Source data
****************************************

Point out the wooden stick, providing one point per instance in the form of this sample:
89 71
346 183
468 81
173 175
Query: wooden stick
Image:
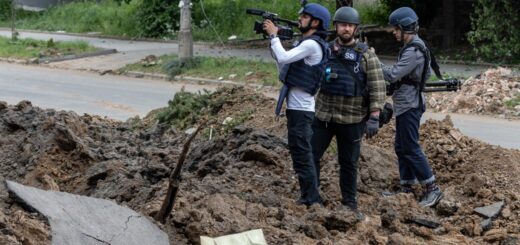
175 180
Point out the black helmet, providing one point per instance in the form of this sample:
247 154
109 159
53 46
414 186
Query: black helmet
404 18
347 15
319 12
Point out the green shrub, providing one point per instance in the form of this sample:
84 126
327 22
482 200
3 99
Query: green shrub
158 18
374 14
495 34
184 109
426 10
5 10
230 18
107 16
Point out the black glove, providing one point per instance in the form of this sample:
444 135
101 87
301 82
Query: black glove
372 126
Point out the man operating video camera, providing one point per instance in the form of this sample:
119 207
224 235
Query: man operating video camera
301 70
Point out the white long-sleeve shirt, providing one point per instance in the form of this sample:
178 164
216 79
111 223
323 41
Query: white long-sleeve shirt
311 53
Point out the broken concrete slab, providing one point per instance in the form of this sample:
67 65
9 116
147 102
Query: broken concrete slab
252 237
425 222
486 224
490 211
78 219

****************************************

## INSTRUCTION
What comes back should match the records exactly, minus any pictures.

## ANSWER FOR THIS EXERCISE
Point out the wooden stick, providing one point per instance in the form of this sample:
89 71
346 183
468 81
173 175
Query: wooden stick
Image:
175 180
Point out the black helmet, providing one point per instance in the form of this sample:
247 154
109 159
53 46
414 186
Query: black helmet
404 18
347 15
319 12
Point out the green shrub, providing one point per instance in the form of this sample:
84 126
327 22
482 200
3 99
Query: green shrub
158 18
374 14
495 34
184 109
426 10
5 10
230 18
107 16
Point out the black glove, providing one point per instance in the form of this sample:
444 135
101 87
301 82
Query: black glove
372 126
Point out the man operating video camera, providing one point per instance in the form of this sample:
119 207
224 235
Query: man operating video camera
301 70
Point out the white long-sleeve shirt, providing one point per instance in the form of this sample:
178 164
216 79
111 223
323 41
Query: white long-sleeve shirt
311 53
Point out the broken concrete slab, providing one point per instance in the form of this sample:
67 65
9 116
147 102
Query: broken concrete slab
252 237
425 222
486 224
490 211
78 219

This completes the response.